Aim of the task →
A single figure is required: the number of lines below in which the word "green" occurs.

Natural language region descriptions
'''

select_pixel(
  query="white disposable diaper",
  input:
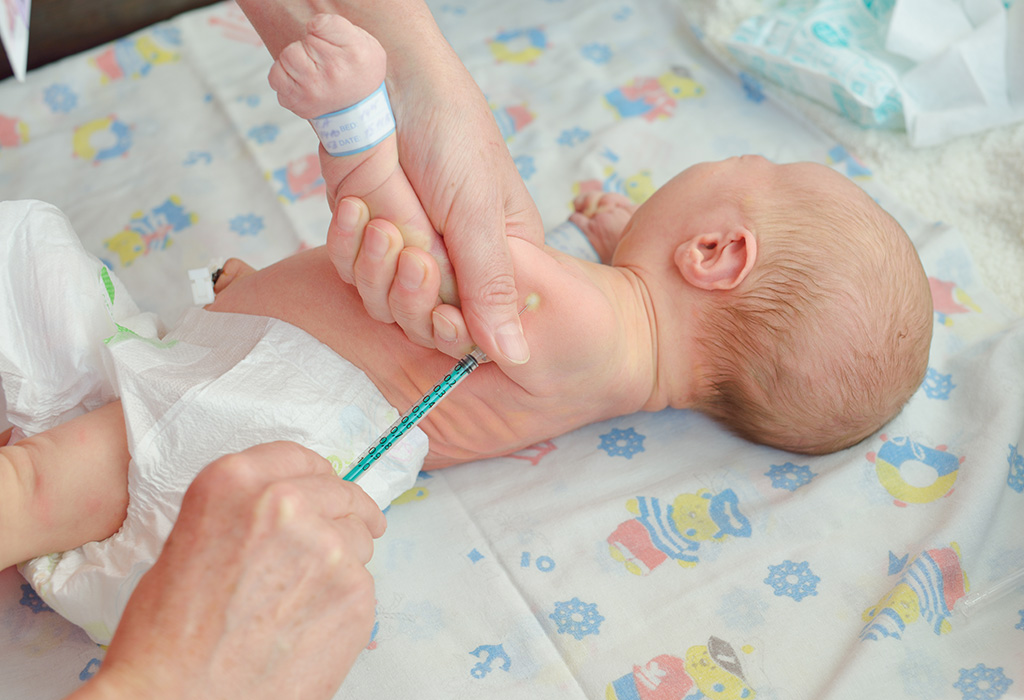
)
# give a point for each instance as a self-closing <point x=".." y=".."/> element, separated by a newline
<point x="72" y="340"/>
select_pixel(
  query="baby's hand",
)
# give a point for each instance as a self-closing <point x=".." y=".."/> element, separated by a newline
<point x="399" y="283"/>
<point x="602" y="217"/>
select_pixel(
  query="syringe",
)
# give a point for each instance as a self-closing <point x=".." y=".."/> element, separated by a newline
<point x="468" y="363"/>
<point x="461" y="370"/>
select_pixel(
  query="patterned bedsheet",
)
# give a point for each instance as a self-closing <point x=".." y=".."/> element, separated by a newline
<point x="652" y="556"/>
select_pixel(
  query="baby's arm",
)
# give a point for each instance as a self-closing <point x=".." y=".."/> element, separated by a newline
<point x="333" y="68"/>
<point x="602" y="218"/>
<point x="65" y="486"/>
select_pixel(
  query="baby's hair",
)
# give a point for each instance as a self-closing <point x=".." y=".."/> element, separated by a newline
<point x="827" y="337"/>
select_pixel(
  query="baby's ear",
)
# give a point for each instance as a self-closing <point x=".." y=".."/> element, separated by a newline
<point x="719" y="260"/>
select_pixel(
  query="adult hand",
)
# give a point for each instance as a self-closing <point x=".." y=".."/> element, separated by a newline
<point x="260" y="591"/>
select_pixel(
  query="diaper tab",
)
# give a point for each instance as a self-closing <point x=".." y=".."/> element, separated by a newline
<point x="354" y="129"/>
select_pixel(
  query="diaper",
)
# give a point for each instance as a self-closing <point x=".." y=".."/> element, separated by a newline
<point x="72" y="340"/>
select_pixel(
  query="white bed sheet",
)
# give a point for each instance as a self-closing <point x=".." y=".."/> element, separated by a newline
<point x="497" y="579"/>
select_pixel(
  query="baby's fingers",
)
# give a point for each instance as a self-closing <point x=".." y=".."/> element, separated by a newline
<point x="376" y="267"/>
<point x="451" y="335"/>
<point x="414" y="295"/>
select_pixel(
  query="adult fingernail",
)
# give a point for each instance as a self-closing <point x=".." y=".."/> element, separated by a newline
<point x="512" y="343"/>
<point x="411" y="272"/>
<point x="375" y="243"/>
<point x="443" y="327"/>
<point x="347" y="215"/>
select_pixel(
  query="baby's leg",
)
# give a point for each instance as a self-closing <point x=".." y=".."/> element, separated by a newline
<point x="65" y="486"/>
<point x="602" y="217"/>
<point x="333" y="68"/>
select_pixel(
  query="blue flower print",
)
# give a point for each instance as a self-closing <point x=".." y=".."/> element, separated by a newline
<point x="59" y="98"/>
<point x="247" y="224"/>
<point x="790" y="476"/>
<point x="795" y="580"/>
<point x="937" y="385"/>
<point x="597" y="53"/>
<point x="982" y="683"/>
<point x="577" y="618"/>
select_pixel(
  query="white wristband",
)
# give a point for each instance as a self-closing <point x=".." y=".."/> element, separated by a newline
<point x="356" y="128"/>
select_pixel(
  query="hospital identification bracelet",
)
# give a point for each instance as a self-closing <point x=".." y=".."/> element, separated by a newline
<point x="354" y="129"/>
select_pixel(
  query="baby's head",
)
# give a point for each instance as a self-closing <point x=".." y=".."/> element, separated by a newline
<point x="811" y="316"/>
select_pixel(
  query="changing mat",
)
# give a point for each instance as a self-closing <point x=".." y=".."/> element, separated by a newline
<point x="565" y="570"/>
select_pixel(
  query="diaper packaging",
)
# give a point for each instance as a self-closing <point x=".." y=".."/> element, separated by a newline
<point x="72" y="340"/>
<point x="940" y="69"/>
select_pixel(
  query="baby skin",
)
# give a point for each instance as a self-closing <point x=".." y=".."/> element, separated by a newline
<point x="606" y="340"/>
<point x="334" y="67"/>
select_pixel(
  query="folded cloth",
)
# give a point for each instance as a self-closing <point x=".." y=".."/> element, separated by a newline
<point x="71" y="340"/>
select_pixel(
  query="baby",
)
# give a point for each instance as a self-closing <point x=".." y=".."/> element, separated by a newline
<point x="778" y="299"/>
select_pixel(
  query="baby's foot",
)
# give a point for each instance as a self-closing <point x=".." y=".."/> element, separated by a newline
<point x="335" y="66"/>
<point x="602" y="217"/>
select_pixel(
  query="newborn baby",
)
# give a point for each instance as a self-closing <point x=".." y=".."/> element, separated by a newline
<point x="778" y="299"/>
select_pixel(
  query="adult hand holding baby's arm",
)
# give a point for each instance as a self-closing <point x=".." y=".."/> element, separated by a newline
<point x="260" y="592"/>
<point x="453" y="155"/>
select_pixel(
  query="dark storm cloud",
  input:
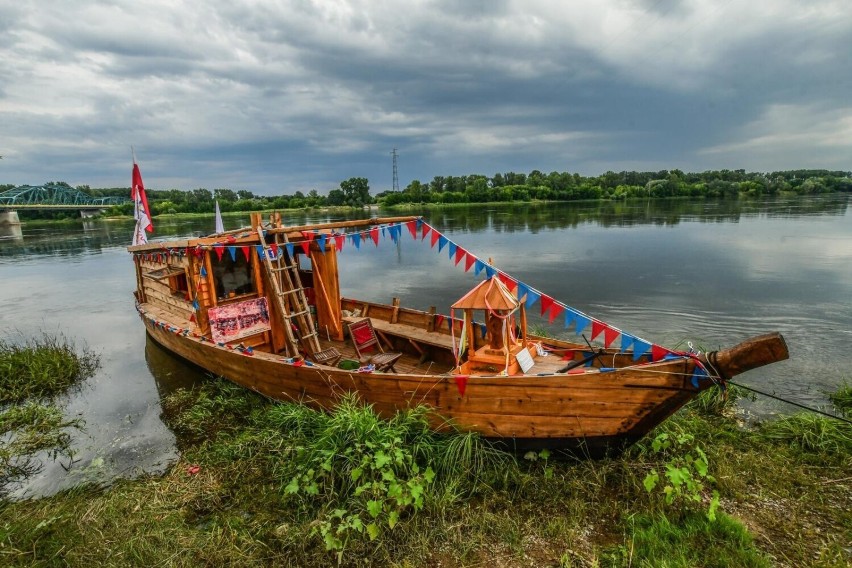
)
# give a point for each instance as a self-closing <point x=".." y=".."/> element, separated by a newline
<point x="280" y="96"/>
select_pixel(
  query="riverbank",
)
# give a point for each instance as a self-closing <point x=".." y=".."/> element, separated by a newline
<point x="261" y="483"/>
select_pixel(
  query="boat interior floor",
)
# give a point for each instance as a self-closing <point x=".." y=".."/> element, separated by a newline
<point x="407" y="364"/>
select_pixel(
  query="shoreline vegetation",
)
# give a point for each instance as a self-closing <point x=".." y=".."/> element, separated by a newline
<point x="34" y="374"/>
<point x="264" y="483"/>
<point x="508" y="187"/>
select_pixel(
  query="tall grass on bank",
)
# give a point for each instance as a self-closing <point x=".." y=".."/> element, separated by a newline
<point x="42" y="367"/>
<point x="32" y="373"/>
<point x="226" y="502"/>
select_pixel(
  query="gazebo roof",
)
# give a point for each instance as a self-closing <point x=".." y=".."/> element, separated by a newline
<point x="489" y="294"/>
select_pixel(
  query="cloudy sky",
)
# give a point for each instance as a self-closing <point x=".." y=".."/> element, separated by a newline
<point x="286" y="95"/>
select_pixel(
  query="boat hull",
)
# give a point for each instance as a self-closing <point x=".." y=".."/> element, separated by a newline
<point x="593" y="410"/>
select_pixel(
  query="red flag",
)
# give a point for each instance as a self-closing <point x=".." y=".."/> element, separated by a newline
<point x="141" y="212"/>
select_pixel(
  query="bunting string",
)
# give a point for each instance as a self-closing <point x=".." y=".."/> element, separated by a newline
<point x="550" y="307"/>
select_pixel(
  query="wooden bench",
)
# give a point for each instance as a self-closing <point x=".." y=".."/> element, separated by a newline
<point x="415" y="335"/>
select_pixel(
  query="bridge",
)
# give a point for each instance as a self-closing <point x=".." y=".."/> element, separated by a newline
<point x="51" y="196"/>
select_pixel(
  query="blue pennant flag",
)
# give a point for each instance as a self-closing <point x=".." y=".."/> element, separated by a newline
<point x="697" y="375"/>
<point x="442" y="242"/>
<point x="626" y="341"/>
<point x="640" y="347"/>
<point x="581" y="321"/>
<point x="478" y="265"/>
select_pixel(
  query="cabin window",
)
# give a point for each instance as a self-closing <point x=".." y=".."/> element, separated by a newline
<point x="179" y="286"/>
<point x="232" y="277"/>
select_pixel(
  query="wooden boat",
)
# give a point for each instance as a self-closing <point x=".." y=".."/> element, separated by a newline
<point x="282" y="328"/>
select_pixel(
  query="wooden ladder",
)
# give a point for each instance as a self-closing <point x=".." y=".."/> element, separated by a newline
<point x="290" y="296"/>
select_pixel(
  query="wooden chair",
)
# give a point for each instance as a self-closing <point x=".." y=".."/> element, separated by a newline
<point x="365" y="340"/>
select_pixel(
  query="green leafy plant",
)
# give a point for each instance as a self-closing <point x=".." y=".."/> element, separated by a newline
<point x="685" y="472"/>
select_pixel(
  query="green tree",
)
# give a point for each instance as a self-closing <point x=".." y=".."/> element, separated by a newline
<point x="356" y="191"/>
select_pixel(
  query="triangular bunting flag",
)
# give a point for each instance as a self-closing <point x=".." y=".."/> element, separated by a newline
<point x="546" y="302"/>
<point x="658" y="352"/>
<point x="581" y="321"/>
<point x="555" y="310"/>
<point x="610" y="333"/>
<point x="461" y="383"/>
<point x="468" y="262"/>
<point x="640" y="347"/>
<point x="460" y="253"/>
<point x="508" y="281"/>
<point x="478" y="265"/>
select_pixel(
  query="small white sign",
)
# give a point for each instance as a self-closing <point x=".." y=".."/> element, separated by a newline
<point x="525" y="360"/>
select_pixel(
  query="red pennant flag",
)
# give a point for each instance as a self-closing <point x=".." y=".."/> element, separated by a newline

'''
'''

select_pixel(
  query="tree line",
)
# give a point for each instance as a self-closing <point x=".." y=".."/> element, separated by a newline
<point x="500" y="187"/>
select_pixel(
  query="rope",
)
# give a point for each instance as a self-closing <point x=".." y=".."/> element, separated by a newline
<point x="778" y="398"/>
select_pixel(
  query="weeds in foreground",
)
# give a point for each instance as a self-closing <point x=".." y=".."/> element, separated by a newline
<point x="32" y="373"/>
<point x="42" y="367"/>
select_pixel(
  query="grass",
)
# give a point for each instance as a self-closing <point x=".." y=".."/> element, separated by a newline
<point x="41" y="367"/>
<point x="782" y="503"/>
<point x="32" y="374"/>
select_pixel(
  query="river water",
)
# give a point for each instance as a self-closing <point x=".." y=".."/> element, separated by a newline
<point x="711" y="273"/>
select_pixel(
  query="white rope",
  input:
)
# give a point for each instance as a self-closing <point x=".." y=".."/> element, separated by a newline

'''
'''

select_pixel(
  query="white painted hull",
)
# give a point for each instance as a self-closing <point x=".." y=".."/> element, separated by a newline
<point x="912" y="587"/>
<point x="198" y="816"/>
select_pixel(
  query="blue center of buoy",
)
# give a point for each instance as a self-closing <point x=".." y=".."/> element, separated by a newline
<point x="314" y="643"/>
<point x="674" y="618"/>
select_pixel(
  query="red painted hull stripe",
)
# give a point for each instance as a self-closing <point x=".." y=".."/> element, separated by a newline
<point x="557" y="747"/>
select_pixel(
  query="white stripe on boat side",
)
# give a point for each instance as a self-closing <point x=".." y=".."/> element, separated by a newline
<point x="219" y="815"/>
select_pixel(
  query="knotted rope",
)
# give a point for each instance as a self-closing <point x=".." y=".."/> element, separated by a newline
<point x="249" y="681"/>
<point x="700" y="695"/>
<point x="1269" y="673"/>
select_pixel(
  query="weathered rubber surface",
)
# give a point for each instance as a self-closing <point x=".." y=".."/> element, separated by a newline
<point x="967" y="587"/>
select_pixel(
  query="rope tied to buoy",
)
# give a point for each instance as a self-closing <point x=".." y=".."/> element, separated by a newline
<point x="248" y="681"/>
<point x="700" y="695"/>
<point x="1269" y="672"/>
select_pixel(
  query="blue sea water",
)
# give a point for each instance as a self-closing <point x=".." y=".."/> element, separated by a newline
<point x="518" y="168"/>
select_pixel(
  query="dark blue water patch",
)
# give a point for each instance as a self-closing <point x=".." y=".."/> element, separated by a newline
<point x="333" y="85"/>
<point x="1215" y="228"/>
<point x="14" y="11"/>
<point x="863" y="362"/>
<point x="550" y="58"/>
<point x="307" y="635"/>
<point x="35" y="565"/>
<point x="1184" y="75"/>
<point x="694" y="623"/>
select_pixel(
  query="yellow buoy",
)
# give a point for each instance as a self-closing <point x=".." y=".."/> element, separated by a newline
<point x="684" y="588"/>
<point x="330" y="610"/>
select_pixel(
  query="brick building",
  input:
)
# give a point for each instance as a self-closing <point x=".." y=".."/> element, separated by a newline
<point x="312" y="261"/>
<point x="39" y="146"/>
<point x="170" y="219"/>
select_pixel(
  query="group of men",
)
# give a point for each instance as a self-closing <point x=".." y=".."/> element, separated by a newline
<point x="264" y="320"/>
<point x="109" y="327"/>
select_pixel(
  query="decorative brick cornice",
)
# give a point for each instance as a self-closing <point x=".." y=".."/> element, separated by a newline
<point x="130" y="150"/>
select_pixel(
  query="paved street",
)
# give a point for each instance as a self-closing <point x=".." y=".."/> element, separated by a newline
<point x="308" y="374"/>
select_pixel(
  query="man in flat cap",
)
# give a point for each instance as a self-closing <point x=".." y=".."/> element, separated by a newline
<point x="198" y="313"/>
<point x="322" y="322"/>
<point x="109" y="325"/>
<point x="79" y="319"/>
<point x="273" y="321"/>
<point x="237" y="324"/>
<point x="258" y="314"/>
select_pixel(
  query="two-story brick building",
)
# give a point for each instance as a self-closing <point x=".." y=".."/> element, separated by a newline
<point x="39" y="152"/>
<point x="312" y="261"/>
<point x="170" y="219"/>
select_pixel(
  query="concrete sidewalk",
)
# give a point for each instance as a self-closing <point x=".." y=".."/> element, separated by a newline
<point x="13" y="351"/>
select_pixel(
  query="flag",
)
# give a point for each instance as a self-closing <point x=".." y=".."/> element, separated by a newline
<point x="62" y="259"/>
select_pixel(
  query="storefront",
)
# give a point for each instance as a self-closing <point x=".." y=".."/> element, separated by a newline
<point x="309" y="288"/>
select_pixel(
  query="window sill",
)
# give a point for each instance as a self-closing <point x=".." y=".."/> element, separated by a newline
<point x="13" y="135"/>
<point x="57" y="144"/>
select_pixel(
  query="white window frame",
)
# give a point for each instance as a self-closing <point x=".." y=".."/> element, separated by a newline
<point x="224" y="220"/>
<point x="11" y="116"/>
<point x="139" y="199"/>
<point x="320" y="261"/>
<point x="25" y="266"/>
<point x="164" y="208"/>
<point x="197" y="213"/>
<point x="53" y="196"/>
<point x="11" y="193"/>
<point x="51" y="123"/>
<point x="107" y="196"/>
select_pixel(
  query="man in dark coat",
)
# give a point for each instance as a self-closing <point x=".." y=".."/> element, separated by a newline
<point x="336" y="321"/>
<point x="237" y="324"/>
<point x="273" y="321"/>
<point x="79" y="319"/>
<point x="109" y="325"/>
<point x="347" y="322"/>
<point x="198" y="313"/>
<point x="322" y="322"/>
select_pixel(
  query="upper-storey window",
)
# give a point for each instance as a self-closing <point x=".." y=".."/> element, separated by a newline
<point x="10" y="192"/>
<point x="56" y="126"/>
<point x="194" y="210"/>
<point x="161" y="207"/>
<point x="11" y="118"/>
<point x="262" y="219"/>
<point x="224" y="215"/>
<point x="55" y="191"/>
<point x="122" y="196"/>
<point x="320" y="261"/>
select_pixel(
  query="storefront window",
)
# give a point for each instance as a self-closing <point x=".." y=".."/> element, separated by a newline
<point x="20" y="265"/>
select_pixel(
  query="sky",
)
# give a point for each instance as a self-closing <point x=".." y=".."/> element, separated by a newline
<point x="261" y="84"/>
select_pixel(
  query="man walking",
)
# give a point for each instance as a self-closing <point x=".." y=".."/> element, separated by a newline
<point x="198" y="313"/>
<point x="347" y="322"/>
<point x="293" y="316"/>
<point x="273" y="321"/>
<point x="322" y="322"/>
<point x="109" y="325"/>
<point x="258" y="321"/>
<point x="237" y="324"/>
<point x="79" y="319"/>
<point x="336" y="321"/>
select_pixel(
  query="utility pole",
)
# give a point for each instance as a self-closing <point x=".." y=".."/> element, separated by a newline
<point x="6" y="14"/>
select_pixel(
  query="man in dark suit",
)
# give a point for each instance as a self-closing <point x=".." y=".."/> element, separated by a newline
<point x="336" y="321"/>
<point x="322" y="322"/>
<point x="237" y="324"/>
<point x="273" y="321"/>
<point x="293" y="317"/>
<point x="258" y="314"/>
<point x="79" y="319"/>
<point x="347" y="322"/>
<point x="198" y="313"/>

'''

Task solution →
2